Document passage.
______________________________

The shrapnel from the artillery shell had damaged Pvt. Doe’s right foot and lower leg beyond repair. Pvt. Doe finally received the better medical treatment he deserved once he arrived two weeks later in Archangel, where another amputation procedure was performed at the military hospital. He continued convalescing there during the winter of 1918-1919.
On May 15, 1919, Special Orders No. 25 were issued by Brigadier General Wilds Richardson, which found Pvt. Doe and many others to be "unfit for further active service in North Russia" and ordered them transferred to London, England via the H.M.H.S. Kaylan.
Pvt. Doe returned to the U.S. on July 8, 1919 and was admitted to the Polyclinic Hospital in New York City. He was later transferred to Walter Reed Hospital in Washington, D.C., where he remained until he was honorably discharged from the U.S. Army on March 10, 1920 with a 60% permanent disability.
Charles was now on his own for the first time in almost seventeen months, eleven days short of his 28th birthday and in possession of a government-purchased train ticket that would take him to Sault Ste. Marie and back to his parent’s farm in Brimley.
On October 11, 1922, Charles married Flossie Mae Wynn and they soon settled in Gardenville, MI, where they proceeded to raise a young family.
On January 25, 1935, with Flossie pregnant for the fourth time, Charles had to leave his family behind and travel to Chicago, Illinois for further medical treatment. He was admitted to the Hines Veterans Administration Hospital, where he was treated and released four weeks later on February 23rd.
Charles returned home in time to help his wife during the late stages of her pregnancy. However, on May 24th, Flossie went into labor and both she and her baby died during the attempted delivery, leaving Charles to raise his three young children alone.
In December of 1941, Charles suffered a heart attack and then contracted pneumonia. He passed away at 1:45 a.m. on Christmas Day and was buried alongside his wife and parents in Pine Grove Cemetery. In accordance with his will, his children were sent to live with his wife's nephew in Lapeer, Michigan.

______________________________

Information supplied.
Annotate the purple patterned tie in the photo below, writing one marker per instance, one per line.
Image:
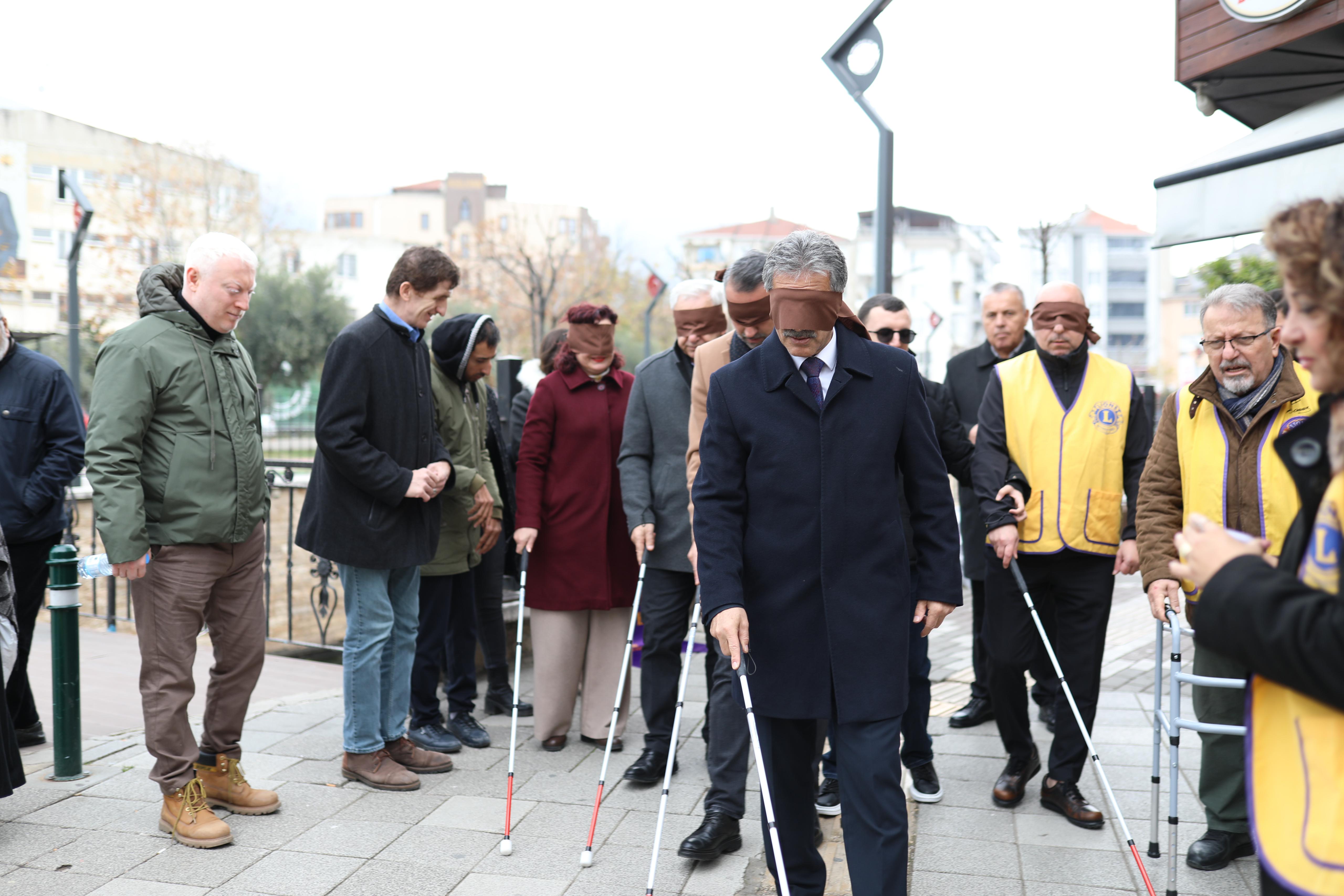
(812, 369)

______________________________

What is expected. Reproduce the section of the passage on Pvt. Doe that begins with the words containing "Pvt. Doe returned" and ends with "a young family.". The listing comes from a different source than the passage on Pvt. Doe.

Response to the task.
Pvt. Doe returned to the U.S. on July 8, 1919 and was admitted to the Polyclinic Hospital in New York City. He was later transferred to Walter Reed Hospital in Washington, D.C., where he remained until he was honorably discharged from the U.S. Army on March 10, 1920 with a 60% permanent disability.
Charles was now on his own for the first time in almost seventeen months, eleven days short of his 28th birthday and in possession of a government-purchased train ticket that would take him to Sault Ste. Marie and back to his parent’s farm in Brimley.
On October 11, 1922, Charles married Flossie Mae Wynn and they soon settled in Gardenville, MI, where they proceeded to raise a young family.